*Exercise details*. Convert every line of the records below into a Markdown table with two columns, n for the row number and Line for the text. Skip blank lines and leave the pictures out.

________________

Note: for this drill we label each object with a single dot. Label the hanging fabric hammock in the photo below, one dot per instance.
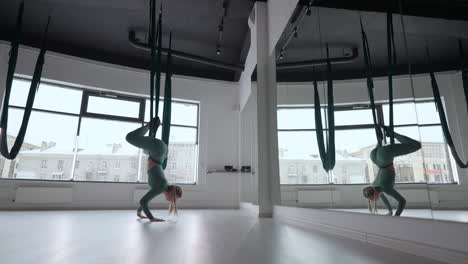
(464, 71)
(167, 99)
(32, 90)
(442, 116)
(370, 82)
(155, 39)
(391, 53)
(327, 153)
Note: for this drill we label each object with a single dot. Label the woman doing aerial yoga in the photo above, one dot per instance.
(155, 148)
(157, 154)
(383, 156)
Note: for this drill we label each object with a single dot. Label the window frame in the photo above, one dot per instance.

________________

*Finished answer*.
| n | Line |
|---|---|
| 1 | Note: for this drill we label each object with a single dot. Label the hanging fabric hammock in the photo below, one dot per instance. |
| 2 | (464, 71) |
| 3 | (167, 99) |
| 4 | (32, 90) |
| 5 | (442, 116) |
| 6 | (370, 82) |
| 7 | (155, 39) |
| 8 | (391, 53) |
| 9 | (327, 153) |
| 10 | Note: for this drill we label each object with a single dot. Label the woman doing aerial yoga in the photo above, one dot per instance. |
| 11 | (155, 148) |
| 12 | (157, 154) |
| 13 | (383, 156) |
| 14 | Note: for this drill we label each object with a single dot. Label the window frame in the photo above, one dot per instance. |